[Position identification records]
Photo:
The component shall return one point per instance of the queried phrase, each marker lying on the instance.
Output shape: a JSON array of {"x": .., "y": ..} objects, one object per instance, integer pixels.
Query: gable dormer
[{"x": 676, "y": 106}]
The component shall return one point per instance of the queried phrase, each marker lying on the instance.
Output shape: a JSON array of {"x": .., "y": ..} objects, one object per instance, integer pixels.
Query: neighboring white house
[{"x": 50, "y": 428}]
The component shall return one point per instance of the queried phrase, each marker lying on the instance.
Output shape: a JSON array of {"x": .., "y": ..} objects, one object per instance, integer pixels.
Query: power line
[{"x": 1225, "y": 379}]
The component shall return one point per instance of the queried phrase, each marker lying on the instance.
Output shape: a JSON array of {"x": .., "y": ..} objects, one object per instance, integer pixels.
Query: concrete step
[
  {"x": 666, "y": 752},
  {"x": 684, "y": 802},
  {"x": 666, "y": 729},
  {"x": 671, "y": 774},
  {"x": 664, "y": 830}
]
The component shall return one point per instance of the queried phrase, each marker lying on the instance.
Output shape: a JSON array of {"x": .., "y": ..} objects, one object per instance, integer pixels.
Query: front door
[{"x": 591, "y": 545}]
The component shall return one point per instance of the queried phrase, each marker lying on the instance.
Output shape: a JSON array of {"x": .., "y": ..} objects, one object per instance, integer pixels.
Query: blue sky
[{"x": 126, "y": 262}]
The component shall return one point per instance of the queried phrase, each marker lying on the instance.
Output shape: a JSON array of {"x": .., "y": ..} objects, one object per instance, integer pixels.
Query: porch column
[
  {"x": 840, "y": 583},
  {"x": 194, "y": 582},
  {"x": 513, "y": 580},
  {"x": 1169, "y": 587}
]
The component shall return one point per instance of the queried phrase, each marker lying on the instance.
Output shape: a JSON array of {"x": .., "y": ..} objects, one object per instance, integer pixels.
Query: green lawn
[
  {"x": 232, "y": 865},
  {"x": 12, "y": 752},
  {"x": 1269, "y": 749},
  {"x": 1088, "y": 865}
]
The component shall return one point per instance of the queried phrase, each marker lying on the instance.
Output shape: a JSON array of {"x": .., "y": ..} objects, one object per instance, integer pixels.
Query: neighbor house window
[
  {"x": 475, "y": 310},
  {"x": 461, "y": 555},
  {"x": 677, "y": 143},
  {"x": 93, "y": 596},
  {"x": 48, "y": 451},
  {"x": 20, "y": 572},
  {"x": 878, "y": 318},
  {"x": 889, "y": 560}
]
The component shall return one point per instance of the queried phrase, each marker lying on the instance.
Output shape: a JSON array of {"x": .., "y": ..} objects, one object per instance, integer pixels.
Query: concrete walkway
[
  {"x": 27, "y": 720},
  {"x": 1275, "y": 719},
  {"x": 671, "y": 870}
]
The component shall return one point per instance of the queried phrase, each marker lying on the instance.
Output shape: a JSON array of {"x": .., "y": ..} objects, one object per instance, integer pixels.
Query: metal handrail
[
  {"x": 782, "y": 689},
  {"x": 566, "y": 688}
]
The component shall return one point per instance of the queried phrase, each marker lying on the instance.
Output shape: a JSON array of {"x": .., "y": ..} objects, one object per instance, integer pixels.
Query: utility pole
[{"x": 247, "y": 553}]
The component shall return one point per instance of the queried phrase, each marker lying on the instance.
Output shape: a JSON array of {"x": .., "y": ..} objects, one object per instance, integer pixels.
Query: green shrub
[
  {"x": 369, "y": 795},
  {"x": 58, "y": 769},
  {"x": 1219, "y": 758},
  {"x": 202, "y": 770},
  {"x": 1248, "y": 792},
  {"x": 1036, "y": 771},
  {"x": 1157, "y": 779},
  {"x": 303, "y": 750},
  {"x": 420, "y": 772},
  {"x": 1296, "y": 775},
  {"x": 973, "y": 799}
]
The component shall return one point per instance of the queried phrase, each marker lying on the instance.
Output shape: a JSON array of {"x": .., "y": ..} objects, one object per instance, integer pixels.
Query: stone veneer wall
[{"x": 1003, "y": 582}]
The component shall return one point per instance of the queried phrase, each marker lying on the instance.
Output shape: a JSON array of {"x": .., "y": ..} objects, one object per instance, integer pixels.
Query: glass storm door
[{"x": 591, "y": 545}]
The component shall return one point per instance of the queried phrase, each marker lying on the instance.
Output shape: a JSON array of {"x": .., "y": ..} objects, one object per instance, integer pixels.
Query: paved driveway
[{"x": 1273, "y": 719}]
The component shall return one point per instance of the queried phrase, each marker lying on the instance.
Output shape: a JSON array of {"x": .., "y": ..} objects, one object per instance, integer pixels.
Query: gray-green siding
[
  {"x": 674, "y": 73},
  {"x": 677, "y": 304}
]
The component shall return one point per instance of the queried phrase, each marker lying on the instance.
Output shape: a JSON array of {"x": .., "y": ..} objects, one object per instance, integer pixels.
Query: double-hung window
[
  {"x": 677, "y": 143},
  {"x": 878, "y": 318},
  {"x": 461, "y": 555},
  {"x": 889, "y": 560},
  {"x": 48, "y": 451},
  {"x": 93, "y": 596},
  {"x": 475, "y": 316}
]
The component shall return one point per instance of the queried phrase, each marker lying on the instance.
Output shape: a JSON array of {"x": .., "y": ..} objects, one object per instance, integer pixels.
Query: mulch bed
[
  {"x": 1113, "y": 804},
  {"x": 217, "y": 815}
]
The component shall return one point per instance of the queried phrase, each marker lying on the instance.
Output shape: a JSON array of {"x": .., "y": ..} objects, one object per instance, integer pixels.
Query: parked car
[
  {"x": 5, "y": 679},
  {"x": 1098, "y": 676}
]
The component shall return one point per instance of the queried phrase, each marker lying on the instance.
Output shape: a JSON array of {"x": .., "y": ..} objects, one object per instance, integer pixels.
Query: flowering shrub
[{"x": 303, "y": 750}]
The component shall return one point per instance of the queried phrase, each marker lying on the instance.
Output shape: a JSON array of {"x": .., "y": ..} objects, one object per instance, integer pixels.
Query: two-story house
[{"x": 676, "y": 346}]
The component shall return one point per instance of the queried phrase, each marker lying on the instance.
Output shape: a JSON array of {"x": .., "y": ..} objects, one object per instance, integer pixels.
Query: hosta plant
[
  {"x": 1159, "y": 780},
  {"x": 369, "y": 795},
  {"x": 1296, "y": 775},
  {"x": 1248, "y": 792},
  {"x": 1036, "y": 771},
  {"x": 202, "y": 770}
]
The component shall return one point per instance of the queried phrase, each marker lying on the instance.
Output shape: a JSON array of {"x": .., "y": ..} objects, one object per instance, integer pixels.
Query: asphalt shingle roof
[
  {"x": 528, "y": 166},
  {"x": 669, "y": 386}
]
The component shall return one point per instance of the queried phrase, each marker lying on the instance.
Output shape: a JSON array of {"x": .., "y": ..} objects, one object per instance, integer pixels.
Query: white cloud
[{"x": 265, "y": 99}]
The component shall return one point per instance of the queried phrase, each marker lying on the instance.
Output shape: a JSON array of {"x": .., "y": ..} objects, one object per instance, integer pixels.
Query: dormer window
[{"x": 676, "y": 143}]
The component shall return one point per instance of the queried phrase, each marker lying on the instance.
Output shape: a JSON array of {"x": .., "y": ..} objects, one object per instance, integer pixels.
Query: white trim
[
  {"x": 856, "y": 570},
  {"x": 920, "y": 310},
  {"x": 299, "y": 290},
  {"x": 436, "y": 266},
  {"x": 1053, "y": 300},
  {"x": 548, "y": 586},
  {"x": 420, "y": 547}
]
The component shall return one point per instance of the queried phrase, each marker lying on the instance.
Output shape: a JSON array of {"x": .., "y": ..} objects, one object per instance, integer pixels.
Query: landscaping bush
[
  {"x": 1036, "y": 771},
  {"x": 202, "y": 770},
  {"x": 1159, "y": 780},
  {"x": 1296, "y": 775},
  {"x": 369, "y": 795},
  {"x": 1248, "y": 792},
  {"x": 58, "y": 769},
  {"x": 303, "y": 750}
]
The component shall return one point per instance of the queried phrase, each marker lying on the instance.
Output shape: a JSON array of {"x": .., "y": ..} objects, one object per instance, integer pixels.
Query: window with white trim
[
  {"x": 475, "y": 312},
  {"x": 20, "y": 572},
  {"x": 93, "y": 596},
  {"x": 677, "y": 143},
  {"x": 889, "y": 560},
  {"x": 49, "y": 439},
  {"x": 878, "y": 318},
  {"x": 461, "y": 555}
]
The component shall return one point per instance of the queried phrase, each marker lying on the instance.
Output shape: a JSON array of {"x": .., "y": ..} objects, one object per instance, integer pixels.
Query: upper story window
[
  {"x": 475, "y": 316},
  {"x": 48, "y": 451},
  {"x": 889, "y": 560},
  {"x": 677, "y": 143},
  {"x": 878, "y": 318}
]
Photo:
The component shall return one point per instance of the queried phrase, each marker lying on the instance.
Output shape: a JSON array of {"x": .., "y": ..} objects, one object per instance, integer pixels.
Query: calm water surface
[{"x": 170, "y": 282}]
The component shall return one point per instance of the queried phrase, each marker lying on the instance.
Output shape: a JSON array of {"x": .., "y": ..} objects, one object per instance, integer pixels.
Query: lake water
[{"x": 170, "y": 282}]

■ EXERCISE INSTRUCTIONS
Locate every line of the rows above that contains the word "door" and copy each one. Case counts.

■ EXERCISE OUTPUT
Query: front door
Query: glass storm door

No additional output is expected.